* begin Excerpt *

# Species of wood to make Bee hives.



## LMN (Aug 17, 2005)

Does anyone saw their own wood from logs to make Bee hives?
Has any one ever used Eastern Red Cedar or Black Locust for hives? 

I have a Band Mill and I was thinking about using some cedar or Locust that I sawed for the hives because of the rot resistance. The Cedar will last 25 years with ground contact, the locust 40, osage orange or hedge apple 60 years.

The Cedar might have some mite control, just a thought.


----------



## King bee apiary (Feb 8, 2005)

I work at a custom millwork shop that makes custom doors and windows and anything else that's custom..
But I have built them out of red cedar,spanish cedar,mahogany,pine,popular,cypress. Yet to try teak,epi or mock orange..
One thing to consider is the weight of a completed box,add 60# honey and that box could be very heavy.
I'm gonna stick with the pine.


----------



## Robert Hawkins (May 27, 2005)

Isn't cedar an insect repellant?

Hawk


----------



## MichaelW (Jun 1, 2005)

Also is the wood you have more valuable sold as lumber then use that to buy crappy pine? Or maybe saw pine in the first place. It seems like the good wood would be wasted on a beehive, unless looks is a consideration, garden hives, etc. If you keep the hive up off the ground, pine should last long enough.


----------



## Dannny (Mar 23, 2005)

anyone ever use penderosa pine?


----------



## George Fergusson (May 19, 2005)

I always thought poplar would make good hives- it's technically a hardwood but it's softer than most and grows fast. It is often used for flooring. What seems to go on boxes the quickest is the frame rest area where the wood is thinner, and the bottom edges of course. A hardwood might hold up well, but weight would be greater of course.

The big wood in Maine is Northern White Pine and it is great for hives but I think Hemlock would be worth trying too- it's extremely hard when dry, so hard that I've bent 16d nails trying to drive them into beams. It also heavy and splits easily so nail holes would have to be drilled. I bet a hemlock box, glued and screwed, would be awesome. I'll have to try it sometime.

George-


----------



## Michael Bush (Aug 2, 2002)

The locust will be pretty heavy but will last nicely. The cedar will be nice and light and also last nicely. I have several cedar boxes. I would NOT expect any difference in the mites or the wax moths. I haven't seen any difference with cedar. But cedar makes very nice boxes. It's just usually too expensive unless you're getting it as scrap. Cypress is usually cheaper and works just as well.


----------



## Aspera (Aug 1, 2005)

150 years ago beekeepers preferred building hives from ceder as a method of moth control. They didn't seem to think that this would have a negative effects on the bees.


----------



## guatebee (Nov 15, 2004)

Down here in the tropical partws of Guatemala, the preferred wood is called Conacaste (Enterolobium ciclocarpum)because it is quite durable, and also because it is easy to get from sawmills in wide dimensions.

Some other people use pine or cedar (our cedar being a broadleaf tree).

Last year I manufactured some samples of conacaste and cypress, following exact Langstroth dimensions. There was no market for either with local beekeepers, because the end price was a bit higher than they could afford.


----------



## bee crazy (Oct 6, 2005)

* end Excerpt *

What this exercise asks:
A: Copy out, word for word, the rows below from the line containing "Objective — drop a marker on each instance of the seated" through the line containing "[[94, 323], [86, 284]]", including both of those lines.
B: Continue the forum thread on which wood to use for beehives, starting right after its final line.

* begin Dataset content *

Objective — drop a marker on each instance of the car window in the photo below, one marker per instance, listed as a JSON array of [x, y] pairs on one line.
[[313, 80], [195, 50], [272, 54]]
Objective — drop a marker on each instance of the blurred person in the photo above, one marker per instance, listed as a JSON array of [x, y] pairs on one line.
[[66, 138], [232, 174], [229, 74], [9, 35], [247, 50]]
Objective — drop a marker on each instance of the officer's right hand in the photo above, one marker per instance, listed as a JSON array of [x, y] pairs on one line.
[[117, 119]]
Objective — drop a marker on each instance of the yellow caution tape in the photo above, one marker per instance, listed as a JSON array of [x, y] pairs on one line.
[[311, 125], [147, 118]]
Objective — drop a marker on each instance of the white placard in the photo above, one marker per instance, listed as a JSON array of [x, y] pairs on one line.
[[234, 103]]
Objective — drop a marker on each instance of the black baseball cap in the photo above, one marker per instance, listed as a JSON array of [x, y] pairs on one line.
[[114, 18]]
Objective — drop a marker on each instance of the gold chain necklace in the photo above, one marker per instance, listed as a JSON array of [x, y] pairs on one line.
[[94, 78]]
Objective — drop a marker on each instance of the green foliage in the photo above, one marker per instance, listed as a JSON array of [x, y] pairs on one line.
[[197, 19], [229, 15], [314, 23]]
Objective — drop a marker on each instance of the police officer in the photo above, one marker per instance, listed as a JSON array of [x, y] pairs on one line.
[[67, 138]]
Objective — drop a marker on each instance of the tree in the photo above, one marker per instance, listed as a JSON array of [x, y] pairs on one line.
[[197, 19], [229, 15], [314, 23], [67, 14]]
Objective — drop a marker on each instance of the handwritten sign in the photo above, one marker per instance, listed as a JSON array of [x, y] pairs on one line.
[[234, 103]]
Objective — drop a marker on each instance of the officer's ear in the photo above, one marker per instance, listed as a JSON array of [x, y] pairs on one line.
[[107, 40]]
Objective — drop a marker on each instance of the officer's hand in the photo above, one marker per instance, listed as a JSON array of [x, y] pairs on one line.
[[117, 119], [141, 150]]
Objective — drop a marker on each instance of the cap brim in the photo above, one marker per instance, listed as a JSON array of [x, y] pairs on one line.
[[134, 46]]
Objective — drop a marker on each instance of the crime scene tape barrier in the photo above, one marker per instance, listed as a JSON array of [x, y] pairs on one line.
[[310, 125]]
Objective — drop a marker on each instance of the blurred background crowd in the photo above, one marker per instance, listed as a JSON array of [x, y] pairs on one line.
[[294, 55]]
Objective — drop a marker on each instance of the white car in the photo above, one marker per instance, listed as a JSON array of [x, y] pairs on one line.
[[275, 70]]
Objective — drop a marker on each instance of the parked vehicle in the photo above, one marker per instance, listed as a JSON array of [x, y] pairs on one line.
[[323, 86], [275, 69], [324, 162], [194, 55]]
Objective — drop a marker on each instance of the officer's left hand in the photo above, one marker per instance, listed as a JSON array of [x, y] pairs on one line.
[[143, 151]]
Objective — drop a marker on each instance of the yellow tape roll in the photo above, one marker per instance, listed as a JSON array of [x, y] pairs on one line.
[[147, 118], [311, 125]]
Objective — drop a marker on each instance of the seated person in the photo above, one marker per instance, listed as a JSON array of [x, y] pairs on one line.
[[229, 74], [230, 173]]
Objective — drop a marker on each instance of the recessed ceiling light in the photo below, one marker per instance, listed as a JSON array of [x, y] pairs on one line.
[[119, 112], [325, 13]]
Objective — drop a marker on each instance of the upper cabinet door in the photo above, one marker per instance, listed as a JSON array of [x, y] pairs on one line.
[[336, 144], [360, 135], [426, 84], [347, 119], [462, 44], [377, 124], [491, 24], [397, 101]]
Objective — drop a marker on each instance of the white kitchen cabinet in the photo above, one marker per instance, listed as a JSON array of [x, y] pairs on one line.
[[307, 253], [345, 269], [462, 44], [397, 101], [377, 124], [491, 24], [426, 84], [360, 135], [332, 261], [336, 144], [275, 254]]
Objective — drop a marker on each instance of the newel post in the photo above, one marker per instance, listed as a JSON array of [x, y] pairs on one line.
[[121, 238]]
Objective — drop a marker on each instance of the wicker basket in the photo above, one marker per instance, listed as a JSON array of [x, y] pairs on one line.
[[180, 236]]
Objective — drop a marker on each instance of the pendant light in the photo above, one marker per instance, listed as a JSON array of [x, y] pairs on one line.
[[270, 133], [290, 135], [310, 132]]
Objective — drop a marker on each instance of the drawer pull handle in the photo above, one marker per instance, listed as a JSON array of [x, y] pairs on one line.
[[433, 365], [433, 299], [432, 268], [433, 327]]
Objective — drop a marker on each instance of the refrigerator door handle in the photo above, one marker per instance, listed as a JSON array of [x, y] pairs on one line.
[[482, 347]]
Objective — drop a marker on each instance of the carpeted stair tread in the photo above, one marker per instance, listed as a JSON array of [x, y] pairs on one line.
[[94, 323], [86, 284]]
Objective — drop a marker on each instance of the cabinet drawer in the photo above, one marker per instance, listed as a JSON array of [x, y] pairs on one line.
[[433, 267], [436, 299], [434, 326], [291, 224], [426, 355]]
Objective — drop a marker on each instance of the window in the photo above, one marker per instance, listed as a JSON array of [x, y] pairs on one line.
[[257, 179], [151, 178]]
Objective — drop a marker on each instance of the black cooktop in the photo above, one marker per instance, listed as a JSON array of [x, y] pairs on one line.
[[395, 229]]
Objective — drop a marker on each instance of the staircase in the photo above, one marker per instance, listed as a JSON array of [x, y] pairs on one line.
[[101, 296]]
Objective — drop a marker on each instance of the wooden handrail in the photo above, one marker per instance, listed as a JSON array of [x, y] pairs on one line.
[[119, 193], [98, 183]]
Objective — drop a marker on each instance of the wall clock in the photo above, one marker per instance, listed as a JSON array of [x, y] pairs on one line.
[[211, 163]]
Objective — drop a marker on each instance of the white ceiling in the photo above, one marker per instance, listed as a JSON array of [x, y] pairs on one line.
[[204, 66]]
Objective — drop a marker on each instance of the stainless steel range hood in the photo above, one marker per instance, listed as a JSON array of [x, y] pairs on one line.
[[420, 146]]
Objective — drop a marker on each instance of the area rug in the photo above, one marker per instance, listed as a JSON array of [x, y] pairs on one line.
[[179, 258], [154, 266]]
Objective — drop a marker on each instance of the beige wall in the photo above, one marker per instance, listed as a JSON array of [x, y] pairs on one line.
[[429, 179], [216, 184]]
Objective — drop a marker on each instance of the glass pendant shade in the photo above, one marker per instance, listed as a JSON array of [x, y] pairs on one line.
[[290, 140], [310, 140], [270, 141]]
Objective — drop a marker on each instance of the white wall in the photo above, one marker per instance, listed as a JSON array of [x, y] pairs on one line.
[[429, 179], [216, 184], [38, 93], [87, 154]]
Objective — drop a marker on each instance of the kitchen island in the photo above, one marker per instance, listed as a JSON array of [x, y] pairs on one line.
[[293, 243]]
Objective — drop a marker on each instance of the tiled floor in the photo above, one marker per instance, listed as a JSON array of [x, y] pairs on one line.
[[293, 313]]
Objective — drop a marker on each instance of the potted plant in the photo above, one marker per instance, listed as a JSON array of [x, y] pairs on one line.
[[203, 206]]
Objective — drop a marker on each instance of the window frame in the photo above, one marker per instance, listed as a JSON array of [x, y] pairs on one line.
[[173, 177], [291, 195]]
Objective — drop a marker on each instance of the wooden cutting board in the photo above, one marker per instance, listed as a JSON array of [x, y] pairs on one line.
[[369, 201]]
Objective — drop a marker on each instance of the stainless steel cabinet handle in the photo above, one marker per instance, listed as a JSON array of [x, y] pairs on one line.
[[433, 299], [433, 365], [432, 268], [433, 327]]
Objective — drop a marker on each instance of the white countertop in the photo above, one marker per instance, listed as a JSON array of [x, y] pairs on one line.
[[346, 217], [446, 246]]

* end Dataset content *

Results:
A:
Objective — drop a marker on each instance of the seated person in the photo above, one marker per instance, listed as a JSON array of [x, y] pairs on one line.
[[229, 74], [230, 173]]
Objective — drop a marker on each instance of the recessed ceiling light in the photo below, one marker per instance, listed as a JSON array of [x, y] pairs on one line.
[[119, 112], [325, 13]]
Objective — drop a marker on each instance of the upper cabinet door in the photo above, one marker per instance, listed as a JSON array of [x, y] pairs on one line.
[[336, 144], [360, 135], [426, 84], [347, 119], [462, 44], [377, 124], [491, 24], [397, 101]]
Objective — drop a marker on each instance of the white kitchen cabinet in the photo above, one marker per instance, listed as a JSON array of [x, y] pairs on one line.
[[307, 253], [345, 269], [462, 44], [397, 101], [377, 124], [491, 24], [426, 84], [360, 135], [332, 261], [336, 144], [275, 254]]
Objective — drop a marker on each instance of the newel post in the photo above, one marker per instance, listed as a JSON array of [x, y] pairs on one line.
[[121, 238]]
Objective — drop a marker on each instance of the wicker basket in the photo above, one marker per instance, listed as a JSON array of [x, y] pairs on one line.
[[180, 236]]
Objective — drop a marker on each instance of the pendant light in the photo above, one marker per instance, listed as a JSON array of [x, y] pairs on one line.
[[270, 133], [290, 135], [310, 132]]
Objective — drop a marker on each instance of the drawer pull handle in the photo above, one marker per instance, listed as a JSON array of [x, y] pairs on one line.
[[433, 365], [433, 299], [432, 268], [433, 327]]
Objective — drop a marker on each instance of the refrigerator door handle in the photo above, one marker per instance, listed as a JSON array of [x, y] pairs on one line.
[[482, 347]]
Objective — drop a marker on each instance of the carpeted stair tread in the photo above, one marker per instance, listed as a JSON array of [x, y] pairs on one line.
[[94, 323], [86, 284]]

B:
I see your from Borden...I have a sister that lives near the Knobbs. Anyway I bet you have a Woodmizer, find yourself an old closed gas station on 60 there in town...if I remember right there a couple. get permission to park that mill there a weekend. Run an add in the local paper for a few days before, announcing a sawmill demonstration. Take in some logs to cut. as you cut the boards sell them to the audence...you would be suprised what poeple will pay for those cuts, green and all. Also have the people sign an attendance log and explain if they buy a mill, Woodmizer will pay you a demo fee..I think it's two hundred dollars on each sale...anyway the money you get from the cuttings turn it into money to buy your pine for your wooden ware and other equipment.

If your willing to put forth the effort you can set yourself up in bees in about four demos and I'm talking extracting equipment too.

Steve


----------



## BerkeyDavid (Jan 29, 2004)

I helped a buddy build a horse corral. He hired a guy with a Wood Mizer at $45 bucks an hour. We hauled red oak to the Mizer, he cut it up faster than we could stack it. We had so much wood in one day we could not use it all, I brought a trailer full home.

Only thing you have to watch for is bullets or fence or other steel in the tree. It was surprising how much of that we ran into.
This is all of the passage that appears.